Work to complete: Go through the entries that follow and count every line with the string "below". Reply with the number only.

____________

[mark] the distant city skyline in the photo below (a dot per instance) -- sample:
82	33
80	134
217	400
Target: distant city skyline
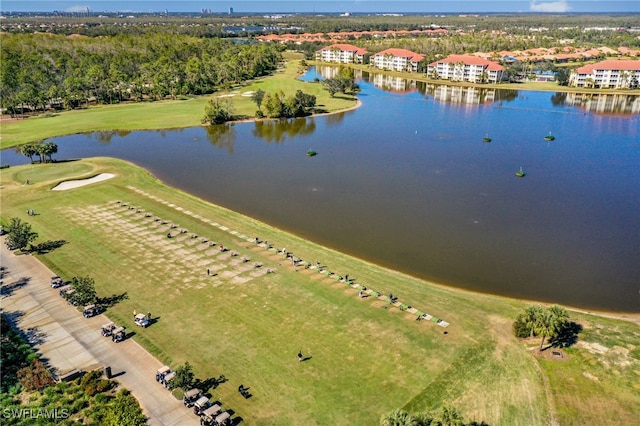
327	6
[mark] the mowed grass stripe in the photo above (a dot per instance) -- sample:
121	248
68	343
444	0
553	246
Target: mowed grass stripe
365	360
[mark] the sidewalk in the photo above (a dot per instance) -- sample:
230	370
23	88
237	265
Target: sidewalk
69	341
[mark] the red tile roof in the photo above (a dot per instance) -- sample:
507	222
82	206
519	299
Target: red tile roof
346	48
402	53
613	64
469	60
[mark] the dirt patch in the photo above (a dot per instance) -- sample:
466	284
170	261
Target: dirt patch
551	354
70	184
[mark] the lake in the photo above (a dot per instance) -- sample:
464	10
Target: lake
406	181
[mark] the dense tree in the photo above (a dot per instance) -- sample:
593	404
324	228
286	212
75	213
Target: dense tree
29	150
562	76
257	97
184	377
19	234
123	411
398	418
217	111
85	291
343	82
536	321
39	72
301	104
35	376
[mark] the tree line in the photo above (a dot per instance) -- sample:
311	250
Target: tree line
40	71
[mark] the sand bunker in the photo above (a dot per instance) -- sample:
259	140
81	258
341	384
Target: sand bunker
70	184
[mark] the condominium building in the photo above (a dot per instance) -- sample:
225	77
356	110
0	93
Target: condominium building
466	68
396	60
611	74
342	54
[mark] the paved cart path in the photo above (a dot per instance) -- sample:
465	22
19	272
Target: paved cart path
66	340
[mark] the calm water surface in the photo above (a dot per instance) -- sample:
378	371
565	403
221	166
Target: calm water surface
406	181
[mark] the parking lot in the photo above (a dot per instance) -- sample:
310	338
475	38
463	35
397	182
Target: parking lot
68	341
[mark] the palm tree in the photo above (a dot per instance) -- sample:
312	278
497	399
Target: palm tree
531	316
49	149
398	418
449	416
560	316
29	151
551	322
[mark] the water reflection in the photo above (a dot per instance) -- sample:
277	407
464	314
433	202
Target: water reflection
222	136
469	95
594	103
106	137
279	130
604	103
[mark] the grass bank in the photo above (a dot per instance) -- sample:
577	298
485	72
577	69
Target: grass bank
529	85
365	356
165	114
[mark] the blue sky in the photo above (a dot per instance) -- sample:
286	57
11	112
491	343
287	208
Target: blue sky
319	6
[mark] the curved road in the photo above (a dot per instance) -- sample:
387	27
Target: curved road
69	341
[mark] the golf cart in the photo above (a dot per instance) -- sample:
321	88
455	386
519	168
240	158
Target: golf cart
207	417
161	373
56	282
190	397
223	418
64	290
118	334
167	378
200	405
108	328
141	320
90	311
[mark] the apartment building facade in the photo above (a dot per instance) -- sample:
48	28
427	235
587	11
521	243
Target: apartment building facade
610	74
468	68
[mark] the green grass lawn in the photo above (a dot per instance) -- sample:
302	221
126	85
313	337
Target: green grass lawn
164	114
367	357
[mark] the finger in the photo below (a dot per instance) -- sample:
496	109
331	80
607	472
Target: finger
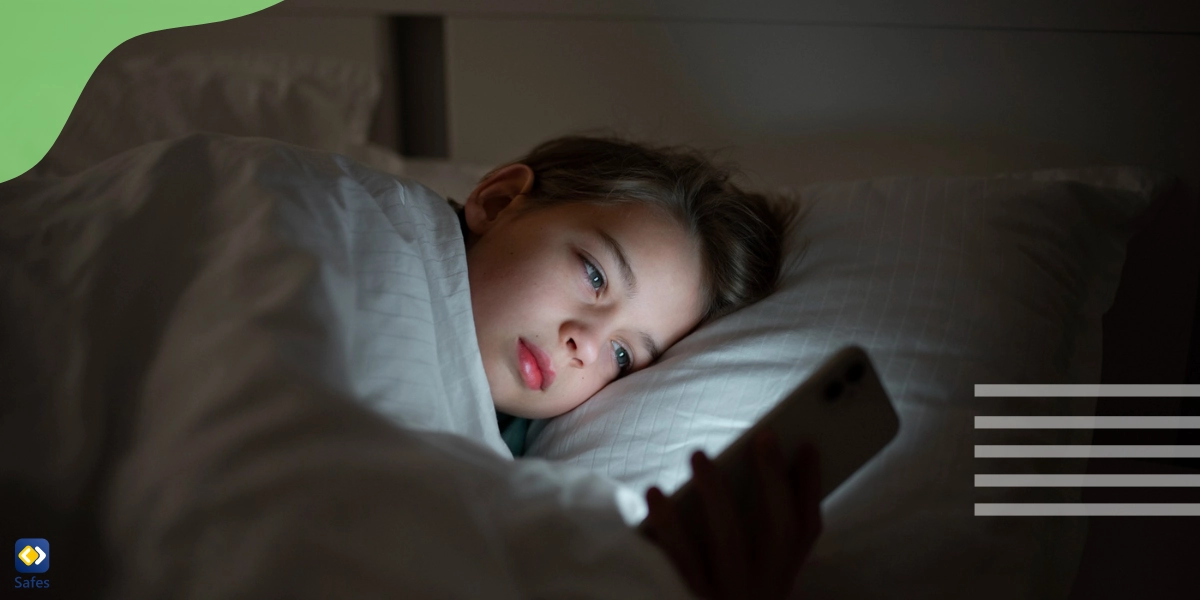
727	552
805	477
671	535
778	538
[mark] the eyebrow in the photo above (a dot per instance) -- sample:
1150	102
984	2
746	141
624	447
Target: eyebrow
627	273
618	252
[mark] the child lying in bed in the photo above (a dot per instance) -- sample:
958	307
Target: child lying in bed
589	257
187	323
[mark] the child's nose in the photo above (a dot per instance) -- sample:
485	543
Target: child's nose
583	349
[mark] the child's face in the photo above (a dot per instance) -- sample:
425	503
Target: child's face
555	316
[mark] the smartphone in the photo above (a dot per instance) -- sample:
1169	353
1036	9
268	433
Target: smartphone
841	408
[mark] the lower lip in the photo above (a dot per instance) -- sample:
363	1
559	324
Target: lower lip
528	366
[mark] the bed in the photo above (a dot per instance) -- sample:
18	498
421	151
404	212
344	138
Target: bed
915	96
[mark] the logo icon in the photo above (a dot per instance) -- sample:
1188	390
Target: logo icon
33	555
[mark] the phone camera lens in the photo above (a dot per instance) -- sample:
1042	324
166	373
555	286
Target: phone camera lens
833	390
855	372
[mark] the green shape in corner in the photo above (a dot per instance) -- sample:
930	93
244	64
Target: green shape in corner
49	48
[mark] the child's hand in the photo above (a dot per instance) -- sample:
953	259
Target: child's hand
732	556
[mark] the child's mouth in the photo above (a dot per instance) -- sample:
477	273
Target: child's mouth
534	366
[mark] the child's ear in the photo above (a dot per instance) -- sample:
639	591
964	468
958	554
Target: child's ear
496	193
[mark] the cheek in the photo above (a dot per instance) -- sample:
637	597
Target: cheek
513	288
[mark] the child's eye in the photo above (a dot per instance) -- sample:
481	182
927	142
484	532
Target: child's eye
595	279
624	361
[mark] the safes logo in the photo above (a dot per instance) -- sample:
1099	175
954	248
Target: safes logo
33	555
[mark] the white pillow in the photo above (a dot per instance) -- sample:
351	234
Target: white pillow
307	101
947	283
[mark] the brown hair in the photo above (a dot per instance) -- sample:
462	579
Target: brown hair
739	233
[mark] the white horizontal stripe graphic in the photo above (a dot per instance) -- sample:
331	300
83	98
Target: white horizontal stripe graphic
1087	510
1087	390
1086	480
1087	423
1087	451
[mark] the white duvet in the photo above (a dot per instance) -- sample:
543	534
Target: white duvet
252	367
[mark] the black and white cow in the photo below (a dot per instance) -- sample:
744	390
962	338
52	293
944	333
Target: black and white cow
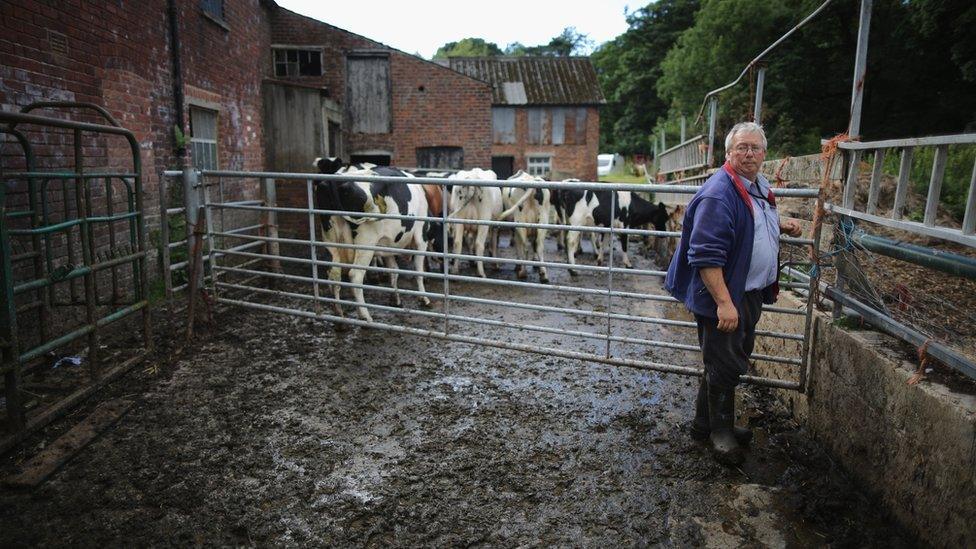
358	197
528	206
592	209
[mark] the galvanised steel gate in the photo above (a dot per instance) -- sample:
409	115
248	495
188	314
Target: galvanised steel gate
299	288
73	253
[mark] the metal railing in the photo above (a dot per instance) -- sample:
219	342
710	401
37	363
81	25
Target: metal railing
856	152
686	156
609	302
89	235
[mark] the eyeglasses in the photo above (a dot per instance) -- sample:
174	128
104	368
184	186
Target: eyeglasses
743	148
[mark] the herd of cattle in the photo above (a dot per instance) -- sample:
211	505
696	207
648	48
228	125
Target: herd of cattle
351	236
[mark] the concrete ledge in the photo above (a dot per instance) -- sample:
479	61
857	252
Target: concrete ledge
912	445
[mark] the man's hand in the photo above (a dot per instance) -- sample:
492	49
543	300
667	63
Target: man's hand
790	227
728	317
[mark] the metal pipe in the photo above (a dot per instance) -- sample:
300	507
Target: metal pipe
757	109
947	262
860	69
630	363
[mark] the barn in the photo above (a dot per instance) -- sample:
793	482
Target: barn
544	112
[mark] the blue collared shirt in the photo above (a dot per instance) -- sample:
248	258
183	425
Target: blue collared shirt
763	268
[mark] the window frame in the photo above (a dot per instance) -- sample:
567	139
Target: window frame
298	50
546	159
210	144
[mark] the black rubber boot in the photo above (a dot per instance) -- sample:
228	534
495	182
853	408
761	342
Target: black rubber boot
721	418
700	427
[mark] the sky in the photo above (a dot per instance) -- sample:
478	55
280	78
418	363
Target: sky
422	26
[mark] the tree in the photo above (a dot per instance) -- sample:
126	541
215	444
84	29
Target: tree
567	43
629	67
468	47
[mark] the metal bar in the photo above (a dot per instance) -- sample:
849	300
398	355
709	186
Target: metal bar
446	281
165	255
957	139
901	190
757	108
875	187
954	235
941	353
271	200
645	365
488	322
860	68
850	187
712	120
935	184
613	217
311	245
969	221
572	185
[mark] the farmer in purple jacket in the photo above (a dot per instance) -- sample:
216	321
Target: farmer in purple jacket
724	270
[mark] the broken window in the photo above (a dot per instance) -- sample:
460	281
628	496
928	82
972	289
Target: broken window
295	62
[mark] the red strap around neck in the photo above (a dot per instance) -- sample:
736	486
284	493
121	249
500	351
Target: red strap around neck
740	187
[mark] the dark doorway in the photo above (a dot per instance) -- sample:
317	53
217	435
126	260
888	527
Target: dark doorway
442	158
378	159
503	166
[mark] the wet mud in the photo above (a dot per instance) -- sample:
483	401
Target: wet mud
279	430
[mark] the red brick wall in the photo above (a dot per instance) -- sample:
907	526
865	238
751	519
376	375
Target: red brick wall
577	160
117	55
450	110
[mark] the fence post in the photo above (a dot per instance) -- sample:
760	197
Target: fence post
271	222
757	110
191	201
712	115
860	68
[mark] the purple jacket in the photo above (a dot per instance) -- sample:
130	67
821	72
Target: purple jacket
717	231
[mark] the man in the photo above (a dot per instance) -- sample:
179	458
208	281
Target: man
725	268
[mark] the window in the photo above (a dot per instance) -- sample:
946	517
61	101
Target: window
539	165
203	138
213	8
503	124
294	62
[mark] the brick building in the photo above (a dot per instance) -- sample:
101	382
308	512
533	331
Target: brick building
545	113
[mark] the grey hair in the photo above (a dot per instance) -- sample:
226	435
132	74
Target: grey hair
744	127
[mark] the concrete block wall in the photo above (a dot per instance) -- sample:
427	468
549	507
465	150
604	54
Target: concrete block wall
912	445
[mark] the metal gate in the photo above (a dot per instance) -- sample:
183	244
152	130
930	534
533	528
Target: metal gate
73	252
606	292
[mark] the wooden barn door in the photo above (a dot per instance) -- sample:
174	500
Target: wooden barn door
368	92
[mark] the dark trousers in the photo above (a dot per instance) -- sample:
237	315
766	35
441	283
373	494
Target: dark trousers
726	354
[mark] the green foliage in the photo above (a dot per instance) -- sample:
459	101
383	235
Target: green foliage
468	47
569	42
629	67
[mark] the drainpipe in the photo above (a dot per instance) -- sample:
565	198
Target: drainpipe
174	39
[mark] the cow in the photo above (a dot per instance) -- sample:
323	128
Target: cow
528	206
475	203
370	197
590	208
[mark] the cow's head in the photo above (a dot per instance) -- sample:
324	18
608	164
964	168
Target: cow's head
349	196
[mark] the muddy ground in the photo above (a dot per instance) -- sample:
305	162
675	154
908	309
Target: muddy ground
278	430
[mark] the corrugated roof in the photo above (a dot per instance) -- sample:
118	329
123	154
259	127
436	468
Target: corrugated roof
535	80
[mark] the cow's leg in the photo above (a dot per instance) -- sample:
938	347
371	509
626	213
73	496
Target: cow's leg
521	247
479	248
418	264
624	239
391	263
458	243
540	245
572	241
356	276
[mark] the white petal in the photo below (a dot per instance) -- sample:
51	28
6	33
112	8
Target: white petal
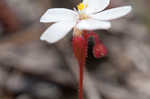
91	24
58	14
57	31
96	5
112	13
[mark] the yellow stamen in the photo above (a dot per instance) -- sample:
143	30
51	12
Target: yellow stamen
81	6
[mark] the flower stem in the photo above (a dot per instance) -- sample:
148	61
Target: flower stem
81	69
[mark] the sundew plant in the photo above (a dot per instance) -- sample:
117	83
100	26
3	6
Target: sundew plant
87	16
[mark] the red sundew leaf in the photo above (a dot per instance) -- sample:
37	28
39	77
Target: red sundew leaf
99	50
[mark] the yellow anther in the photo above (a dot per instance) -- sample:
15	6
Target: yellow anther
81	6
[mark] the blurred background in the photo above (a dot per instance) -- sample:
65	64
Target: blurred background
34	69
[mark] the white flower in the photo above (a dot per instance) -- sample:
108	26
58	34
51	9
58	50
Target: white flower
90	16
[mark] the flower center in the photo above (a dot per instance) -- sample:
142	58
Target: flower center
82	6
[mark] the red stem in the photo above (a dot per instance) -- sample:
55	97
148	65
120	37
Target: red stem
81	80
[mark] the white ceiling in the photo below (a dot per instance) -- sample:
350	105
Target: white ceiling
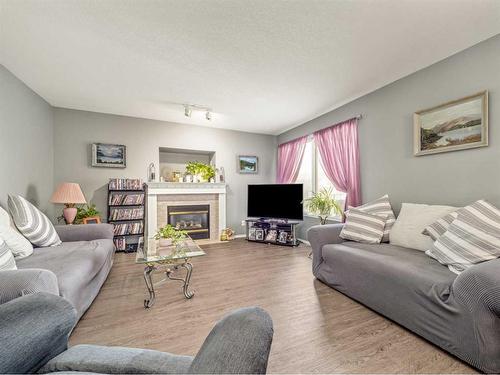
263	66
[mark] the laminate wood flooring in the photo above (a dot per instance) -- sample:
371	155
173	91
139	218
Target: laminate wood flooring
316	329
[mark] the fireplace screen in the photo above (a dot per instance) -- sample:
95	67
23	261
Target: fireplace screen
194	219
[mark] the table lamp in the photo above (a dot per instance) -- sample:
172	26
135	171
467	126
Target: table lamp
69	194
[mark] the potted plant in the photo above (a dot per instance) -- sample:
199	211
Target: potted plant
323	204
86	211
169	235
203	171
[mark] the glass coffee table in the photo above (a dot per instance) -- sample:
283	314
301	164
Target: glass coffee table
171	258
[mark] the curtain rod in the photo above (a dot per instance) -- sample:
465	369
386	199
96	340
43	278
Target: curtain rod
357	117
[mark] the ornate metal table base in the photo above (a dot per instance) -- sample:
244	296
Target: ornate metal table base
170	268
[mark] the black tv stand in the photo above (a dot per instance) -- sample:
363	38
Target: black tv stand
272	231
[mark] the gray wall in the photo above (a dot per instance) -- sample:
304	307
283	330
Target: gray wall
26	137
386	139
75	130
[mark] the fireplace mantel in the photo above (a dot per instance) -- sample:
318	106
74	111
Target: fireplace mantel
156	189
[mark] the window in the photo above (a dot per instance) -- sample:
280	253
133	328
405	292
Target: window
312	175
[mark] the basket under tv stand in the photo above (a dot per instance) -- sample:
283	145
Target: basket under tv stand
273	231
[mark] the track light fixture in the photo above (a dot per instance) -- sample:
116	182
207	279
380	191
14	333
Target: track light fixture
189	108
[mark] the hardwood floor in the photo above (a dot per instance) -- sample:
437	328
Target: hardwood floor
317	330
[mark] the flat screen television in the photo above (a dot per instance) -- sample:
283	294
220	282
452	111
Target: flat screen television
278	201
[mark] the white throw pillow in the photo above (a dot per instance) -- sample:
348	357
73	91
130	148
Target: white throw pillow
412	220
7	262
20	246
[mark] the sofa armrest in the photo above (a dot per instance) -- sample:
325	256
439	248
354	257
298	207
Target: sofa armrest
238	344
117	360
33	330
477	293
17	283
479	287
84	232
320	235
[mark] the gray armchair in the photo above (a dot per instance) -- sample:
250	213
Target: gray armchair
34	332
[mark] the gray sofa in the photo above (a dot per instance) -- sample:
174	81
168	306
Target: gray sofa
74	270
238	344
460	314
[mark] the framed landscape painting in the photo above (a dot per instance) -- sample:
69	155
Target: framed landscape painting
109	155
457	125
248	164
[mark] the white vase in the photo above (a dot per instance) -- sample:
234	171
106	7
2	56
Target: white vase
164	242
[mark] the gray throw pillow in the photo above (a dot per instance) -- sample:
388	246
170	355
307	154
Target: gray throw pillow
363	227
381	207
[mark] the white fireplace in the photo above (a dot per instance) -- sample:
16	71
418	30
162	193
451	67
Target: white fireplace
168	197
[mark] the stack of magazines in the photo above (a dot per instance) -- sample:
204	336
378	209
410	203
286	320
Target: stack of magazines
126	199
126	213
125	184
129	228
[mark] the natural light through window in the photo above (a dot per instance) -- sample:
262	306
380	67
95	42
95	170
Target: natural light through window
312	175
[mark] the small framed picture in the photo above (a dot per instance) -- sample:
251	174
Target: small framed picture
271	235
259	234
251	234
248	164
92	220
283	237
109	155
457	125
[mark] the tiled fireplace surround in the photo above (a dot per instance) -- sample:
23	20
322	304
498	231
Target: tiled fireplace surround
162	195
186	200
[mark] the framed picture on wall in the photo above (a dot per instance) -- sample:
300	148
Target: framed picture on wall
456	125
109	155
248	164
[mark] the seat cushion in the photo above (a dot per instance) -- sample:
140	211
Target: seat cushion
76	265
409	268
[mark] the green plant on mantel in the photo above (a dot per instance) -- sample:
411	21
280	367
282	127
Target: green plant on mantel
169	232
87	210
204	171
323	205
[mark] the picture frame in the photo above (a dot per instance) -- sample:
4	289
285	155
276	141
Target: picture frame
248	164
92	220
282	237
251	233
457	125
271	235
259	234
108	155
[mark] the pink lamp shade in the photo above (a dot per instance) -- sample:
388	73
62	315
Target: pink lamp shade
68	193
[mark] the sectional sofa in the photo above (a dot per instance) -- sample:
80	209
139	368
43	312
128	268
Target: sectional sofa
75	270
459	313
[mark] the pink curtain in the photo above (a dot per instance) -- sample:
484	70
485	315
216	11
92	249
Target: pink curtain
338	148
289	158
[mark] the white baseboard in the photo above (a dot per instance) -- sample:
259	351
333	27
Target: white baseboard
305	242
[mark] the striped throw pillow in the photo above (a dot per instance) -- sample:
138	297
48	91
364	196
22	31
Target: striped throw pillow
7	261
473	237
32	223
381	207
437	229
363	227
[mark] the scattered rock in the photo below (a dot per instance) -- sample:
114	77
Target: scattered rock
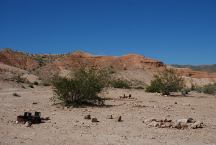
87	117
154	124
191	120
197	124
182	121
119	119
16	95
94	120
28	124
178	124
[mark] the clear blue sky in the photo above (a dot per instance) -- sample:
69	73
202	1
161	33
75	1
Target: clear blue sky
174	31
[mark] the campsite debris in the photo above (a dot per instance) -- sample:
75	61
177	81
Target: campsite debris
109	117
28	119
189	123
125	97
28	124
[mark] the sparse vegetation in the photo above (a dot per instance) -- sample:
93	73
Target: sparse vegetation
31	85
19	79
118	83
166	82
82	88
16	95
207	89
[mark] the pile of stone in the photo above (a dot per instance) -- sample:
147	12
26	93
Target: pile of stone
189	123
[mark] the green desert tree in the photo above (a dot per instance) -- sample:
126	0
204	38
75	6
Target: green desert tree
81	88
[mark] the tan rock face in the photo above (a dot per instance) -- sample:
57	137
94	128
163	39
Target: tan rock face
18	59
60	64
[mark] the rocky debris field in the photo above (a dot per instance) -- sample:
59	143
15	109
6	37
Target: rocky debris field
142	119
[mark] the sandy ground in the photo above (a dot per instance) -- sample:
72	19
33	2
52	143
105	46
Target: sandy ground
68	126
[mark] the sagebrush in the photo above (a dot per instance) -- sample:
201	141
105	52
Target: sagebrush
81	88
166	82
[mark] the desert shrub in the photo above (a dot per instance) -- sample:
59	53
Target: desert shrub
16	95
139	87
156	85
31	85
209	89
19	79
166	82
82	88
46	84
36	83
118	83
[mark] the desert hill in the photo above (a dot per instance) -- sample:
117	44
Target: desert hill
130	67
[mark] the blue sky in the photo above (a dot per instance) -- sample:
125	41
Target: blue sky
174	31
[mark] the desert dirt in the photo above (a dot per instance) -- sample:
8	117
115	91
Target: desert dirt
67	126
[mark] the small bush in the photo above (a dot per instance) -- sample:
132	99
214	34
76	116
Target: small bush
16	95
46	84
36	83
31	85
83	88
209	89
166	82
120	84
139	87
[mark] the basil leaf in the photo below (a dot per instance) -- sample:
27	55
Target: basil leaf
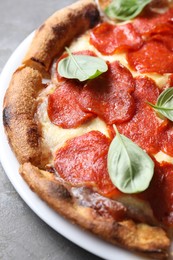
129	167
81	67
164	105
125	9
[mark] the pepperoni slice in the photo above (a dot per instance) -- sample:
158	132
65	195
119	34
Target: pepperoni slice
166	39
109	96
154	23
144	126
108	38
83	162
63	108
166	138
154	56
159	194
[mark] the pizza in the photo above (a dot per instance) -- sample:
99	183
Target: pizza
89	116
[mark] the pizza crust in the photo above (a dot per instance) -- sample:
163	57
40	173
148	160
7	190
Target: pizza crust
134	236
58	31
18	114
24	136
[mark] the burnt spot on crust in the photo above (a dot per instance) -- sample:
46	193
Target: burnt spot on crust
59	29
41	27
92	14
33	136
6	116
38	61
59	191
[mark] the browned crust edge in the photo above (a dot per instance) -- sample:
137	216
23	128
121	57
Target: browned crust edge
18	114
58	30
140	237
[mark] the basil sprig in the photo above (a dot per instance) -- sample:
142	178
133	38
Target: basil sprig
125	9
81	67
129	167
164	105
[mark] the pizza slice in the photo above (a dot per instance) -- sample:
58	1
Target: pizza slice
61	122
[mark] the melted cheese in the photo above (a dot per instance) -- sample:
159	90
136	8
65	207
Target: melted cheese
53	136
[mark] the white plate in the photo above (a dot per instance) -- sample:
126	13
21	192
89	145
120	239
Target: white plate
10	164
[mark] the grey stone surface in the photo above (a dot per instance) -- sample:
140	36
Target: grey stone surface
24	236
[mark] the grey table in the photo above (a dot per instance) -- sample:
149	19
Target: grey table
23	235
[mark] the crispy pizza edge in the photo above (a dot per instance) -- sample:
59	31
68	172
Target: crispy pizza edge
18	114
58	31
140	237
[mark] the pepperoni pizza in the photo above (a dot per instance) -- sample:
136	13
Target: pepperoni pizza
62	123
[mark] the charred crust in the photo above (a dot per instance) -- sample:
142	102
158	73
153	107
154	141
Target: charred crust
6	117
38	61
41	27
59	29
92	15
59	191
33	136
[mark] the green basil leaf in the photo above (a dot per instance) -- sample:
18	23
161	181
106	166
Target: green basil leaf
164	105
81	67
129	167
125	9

____________

Result: 7